### [YOUR TASKS]
• a. In the Emsella text, how long does a single session last?
• b. Echo the Emsella text word for word, from "Emsella in the" to "and no downtime.".
• c. Using the Emsella text, explain why the machine can do in half an hour what would otherwise take an enormous amount of unaided effort.

### [SOURCE TEXT]
Emsella in the USA

A non-invasive, fully-clothed, seated treatment for urinary incontinence and pelvic floor weakness, with no needles and no downtime.

Bladder leaks are far more common than anyone lets on, and most people quietly put up with them for years. Emsella is a non-invasive treatment aimed squarely at the muscle weakness behind many of those leaks, and it does its work while you sit, fully clothed, on a chair. At Brockwell Healthcare we offer Emsella for pelvic floor weakness and urinary incontinence, and its appeal is simple, since it strengthens muscles that are genuinely hard to train on your own, without surgery and without downtime.

What is Emsella, and how it works

Emsella is a chair-shaped device that uses HIFEM technology, which stands for high-intensity focused electromagnetic energy, to make the pelvic floor muscles contract. When you sit on it, the field passes into the pelvic floor and triggers deep, powerful contractions that you could not produce voluntarily. A single twenty-eight minute session induces the equivalent of around eleven thousand pelvic floor contractions, far more than anyone could manage doing Kegel exercises at home. The point is to retrain and strengthen the sling of muscle that supports the bladder, which is exactly the muscle that weakens with age, childbirth and time. Because it is the sheer volume of strong contractions that drives the effect, the machine achieves in half an hour what would take an enormous amount of unaided effort.

### [EXTRACTED RECORDS]
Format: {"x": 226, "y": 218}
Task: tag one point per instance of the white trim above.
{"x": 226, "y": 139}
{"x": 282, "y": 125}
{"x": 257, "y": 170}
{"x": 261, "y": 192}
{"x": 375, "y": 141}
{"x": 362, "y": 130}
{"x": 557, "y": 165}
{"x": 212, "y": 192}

### [ANSWERS FOR THIS EXERCISE]
• a. Twenty-eight minutes.

• b.
Emsella in the USA

A non-invasive, fully-clothed, seated treatment for urinary incontinence and pelvic floor weakness, with no needles and no downtime.

• c. The sheer volume of strong contractions drives the effect. One twenty-eight minute session induces the equivalent of around eleven thousand pelvic floor contractions. That is far more than anyone could manage doing Kegel exercises at home.